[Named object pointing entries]

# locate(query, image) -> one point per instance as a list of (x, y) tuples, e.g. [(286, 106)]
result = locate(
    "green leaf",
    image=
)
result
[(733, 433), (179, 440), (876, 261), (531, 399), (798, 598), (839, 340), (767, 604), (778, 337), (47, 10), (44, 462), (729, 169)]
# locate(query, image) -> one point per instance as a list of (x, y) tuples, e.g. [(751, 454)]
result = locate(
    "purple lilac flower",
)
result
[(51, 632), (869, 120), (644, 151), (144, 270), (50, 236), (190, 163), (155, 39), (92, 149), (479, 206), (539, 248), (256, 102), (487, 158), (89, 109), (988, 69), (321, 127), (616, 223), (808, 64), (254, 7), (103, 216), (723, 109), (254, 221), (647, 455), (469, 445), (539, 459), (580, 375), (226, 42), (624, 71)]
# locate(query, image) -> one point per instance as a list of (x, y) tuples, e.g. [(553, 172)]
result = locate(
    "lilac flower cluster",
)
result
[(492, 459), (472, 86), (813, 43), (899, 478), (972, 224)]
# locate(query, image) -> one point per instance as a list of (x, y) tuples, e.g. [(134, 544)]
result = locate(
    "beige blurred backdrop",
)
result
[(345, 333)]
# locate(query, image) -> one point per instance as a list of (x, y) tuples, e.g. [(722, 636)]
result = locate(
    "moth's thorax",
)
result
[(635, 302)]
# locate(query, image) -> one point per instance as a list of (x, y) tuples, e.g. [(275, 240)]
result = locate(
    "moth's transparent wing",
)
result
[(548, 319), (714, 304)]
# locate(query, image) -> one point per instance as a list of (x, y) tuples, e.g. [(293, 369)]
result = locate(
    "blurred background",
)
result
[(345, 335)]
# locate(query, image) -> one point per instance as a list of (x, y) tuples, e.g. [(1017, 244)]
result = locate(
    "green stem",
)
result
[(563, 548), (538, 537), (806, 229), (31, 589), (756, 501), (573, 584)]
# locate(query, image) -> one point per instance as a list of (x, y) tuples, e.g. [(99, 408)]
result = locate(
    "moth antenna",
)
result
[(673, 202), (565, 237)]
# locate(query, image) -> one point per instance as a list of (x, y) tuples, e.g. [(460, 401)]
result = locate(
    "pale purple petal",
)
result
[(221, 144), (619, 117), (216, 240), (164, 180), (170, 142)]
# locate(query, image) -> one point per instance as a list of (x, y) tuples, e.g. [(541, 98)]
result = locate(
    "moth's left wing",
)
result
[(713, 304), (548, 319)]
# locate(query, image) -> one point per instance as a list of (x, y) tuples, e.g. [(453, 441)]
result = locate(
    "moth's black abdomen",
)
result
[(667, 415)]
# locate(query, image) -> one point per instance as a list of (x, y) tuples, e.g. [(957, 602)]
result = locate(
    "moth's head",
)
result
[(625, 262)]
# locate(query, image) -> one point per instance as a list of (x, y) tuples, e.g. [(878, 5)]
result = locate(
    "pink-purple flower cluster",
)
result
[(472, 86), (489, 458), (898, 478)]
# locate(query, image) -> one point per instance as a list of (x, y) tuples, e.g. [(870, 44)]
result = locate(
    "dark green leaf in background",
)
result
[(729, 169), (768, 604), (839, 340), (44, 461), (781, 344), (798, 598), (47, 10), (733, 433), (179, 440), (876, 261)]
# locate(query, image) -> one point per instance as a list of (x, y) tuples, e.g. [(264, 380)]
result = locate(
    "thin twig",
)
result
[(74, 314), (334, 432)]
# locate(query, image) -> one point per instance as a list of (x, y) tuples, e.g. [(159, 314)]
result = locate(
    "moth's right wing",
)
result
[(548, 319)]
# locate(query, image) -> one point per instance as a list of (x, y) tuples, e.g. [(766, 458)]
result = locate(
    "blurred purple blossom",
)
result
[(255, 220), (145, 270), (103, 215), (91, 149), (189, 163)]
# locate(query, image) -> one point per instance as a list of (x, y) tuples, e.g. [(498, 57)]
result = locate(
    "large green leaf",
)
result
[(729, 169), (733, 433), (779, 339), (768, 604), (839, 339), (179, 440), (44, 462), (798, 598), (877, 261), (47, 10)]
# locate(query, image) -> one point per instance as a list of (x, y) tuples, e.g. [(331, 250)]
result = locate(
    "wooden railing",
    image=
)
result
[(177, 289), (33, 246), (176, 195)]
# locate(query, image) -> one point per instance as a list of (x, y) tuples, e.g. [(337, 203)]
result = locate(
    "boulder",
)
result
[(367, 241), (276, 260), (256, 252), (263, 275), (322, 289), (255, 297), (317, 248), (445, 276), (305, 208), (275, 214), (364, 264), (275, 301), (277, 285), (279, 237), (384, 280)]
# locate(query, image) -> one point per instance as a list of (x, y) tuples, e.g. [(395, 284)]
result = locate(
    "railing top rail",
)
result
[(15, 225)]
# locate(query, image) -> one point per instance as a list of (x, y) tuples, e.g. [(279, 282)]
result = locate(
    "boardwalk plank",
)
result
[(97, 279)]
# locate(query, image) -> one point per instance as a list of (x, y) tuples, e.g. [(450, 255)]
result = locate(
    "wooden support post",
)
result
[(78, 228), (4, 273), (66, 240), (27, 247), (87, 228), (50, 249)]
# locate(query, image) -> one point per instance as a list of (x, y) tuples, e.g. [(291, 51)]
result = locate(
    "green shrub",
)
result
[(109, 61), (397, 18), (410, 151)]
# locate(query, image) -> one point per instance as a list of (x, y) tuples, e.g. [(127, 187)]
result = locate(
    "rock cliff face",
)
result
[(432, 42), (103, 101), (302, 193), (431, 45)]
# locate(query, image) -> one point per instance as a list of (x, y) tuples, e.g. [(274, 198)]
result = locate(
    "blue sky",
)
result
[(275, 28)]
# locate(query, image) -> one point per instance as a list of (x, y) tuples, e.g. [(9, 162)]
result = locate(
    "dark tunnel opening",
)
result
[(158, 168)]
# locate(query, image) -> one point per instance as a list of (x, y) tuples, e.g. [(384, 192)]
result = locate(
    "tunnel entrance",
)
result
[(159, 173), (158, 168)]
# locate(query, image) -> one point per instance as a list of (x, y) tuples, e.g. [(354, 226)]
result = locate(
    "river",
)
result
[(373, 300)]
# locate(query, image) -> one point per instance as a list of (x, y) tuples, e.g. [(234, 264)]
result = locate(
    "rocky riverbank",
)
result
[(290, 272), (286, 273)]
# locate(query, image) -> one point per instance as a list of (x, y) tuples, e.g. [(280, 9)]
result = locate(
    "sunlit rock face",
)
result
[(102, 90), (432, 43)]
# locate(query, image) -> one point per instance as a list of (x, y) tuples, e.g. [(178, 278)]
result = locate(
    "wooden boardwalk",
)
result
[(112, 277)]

§ Stated task
Reproduce all of the entries above verbatim, line for line.

§ Result of the task
# locate(query, image) -> one point per instance as a list of (x, y) tuples, e.g. [(286, 106)]
result = locate(
    "green leaf",
    image=
)
result
[(733, 433), (179, 440), (876, 261), (531, 399), (798, 598), (839, 340), (767, 604), (778, 337), (47, 10), (44, 462), (729, 169)]
# locate(query, image) -> one point per instance as a list of (x, y) tuples, e.g. [(751, 454)]
result = locate(
    "purple lilac flower",
)
result
[(51, 632), (869, 120), (644, 151), (144, 270), (50, 236), (190, 163), (155, 39), (92, 149), (479, 206), (539, 248), (256, 102), (487, 158), (89, 109), (988, 69), (321, 127), (616, 223), (808, 64), (254, 7), (103, 216), (723, 109), (254, 221), (647, 455), (469, 445), (539, 459), (580, 375), (226, 42), (624, 71)]
# locate(query, image) -> one point per instance as a list of (x, y) tuples, e.g. [(553, 172)]
result = locate(
    "lilac flower cluster",
)
result
[(492, 459), (472, 86), (813, 43), (899, 478), (972, 224)]
# locate(query, image) -> one point per instance as a list of (x, y) tuples, e.g. [(134, 544)]
result = locate(
    "beige blurred backdrop",
)
result
[(345, 333)]
# locate(query, image) -> one point per instance as a list of (x, y) tuples, e.g. [(722, 636)]
result = locate(
    "moth's thorax",
)
result
[(635, 302)]
# locate(query, image) -> one point per instance as a list of (x, y) tuples, e.g. [(275, 240)]
result = locate(
    "moth's transparent wing",
)
result
[(548, 319), (714, 304)]
# locate(query, image) -> one point per instance as a list of (x, y) tuples, e.g. [(293, 369)]
result = locate(
    "blurred background",
)
result
[(345, 335)]
# locate(query, image) -> one point per instance as a list of (x, y) tuples, e.g. [(1017, 244)]
result = locate(
    "green stem",
)
result
[(563, 548), (538, 537), (806, 229), (31, 589), (756, 501), (573, 584)]
# locate(query, image) -> one point per instance as a list of (x, y) tuples, e.g. [(99, 408)]
result = locate(
    "moth antenna",
)
result
[(673, 202), (565, 237)]
# locate(query, image) -> one point per instance as a list of (x, y) tuples, e.g. [(460, 401)]
result = locate(
    "pale purple petal",
)
result
[(221, 144), (619, 117), (216, 240), (164, 180), (170, 142)]
# locate(query, image) -> one point per instance as a list of (x, y) tuples, e.g. [(541, 98)]
result = locate(
    "moth's left wing",
)
result
[(713, 304), (548, 319)]
# locate(query, image) -> one point per instance as a list of (x, y) tuples, e.g. [(453, 441)]
result = locate(
    "moth's black abdomen",
)
result
[(667, 415)]
# locate(query, image) -> one point per instance as a list of (x, y) tuples, e.g. [(957, 602)]
result = locate(
    "moth's head",
)
result
[(625, 262)]
# locate(query, image) -> one point per instance as a list of (x, y) tuples, e.g. [(878, 5)]
result = locate(
    "pink-purple flower cluster",
)
result
[(472, 86), (489, 458), (898, 478)]
# locate(query, image) -> one point per instance as a list of (x, y) tuples, e.g. [(870, 44)]
result = locate(
    "dark green leaf in background",
)
result
[(729, 169), (768, 604), (839, 340), (44, 461), (781, 344), (798, 598), (47, 10), (733, 433), (179, 440), (876, 261)]
# locate(query, image) -> one point per instance as a list of (x, y) tuples, e.g. [(264, 380)]
result = locate(
    "thin twig",
)
result
[(74, 314), (334, 432)]
# locate(query, image) -> one point per instance as a list of (x, y) tuples, e.g. [(159, 314)]
result = locate(
    "moth's right wing",
)
result
[(548, 319)]
# locate(query, image) -> one point per instance as a list of (x, y) tuples, e.g. [(766, 458)]
result = locate(
    "blurred purple blossom",
)
result
[(255, 220), (145, 270), (103, 215), (91, 149), (189, 163)]
# locate(query, image) -> one point per instance as a list of (x, y) tuples, e.g. [(498, 57)]
result = locate(
    "large green leaf",
)
result
[(729, 169), (733, 433), (779, 339), (768, 604), (839, 339), (179, 440), (44, 462), (798, 598), (877, 261), (47, 10)]
# locate(query, image) -> one point per instance as a list of (x, y) tuples, e.g. [(331, 250)]
result = locate(
    "wooden railing",
    image=
)
result
[(177, 289), (33, 246), (176, 195)]
# locate(query, image) -> one point per instance as a list of (x, y) tuples, e.g. [(337, 203)]
result = locate(
    "boulder",
)
result
[(367, 241), (276, 260), (256, 252), (263, 275), (322, 289), (255, 297), (317, 248), (445, 276), (305, 208), (275, 214), (364, 264), (275, 301), (277, 285), (279, 237), (384, 280)]
# locate(query, image) -> one point per instance as a list of (x, y) tuples, e.g. [(395, 284)]
result = locate(
    "railing top rail",
)
result
[(15, 225)]
# locate(query, image) -> one point per instance as a list of (x, y) tuples, e.g. [(279, 282)]
result = locate(
    "boardwalk plank",
)
result
[(97, 279)]
# locate(query, image) -> one point per instance as a list of (x, y) tuples, e.g. [(450, 255)]
result = locate(
    "wooden support post",
)
result
[(78, 228), (4, 273), (66, 240), (27, 247), (87, 228), (50, 249)]
# locate(query, image) -> one point per instance as a list of (x, y) tuples, e.g. [(291, 51)]
result = locate(
    "green shrub",
)
result
[(109, 61), (397, 18), (410, 151)]
# locate(query, image) -> one point per instance as a list of (x, y) tuples, e.g. [(127, 187)]
result = locate(
    "rock cliff face",
)
result
[(432, 42), (103, 101), (302, 193), (431, 45)]
# locate(query, image) -> one point per instance as a list of (x, y) tuples, e.g. [(274, 198)]
result = locate(
    "blue sky",
)
result
[(275, 28)]
# locate(query, image) -> one point per instance as a list of (x, y) tuples, e.g. [(9, 162)]
result = locate(
    "dark tunnel opening",
)
result
[(158, 168)]
# locate(query, image) -> one point per instance as a list of (x, y) tuples, e.g. [(384, 192)]
result = locate(
    "tunnel entrance",
)
result
[(159, 173), (158, 168)]
# locate(query, image) -> one point per instance as a list of (x, y) tuples, e.g. [(354, 226)]
result = locate(
    "river",
)
result
[(373, 300)]
# locate(query, image) -> one point per instance as a list of (x, y) tuples, e.g. [(234, 264)]
result = locate(
    "rocky riverbank",
)
result
[(290, 272), (286, 273)]
# locate(query, image) -> one point per instance as a list of (x, y) tuples, e.g. [(280, 9)]
result = locate(
    "sunlit rock face",
)
result
[(102, 90), (432, 43)]
# locate(query, image) -> one point per instance as a list of (x, y) tuples, e.g. [(178, 278)]
result = locate(
    "wooden boardwalk",
)
result
[(112, 277)]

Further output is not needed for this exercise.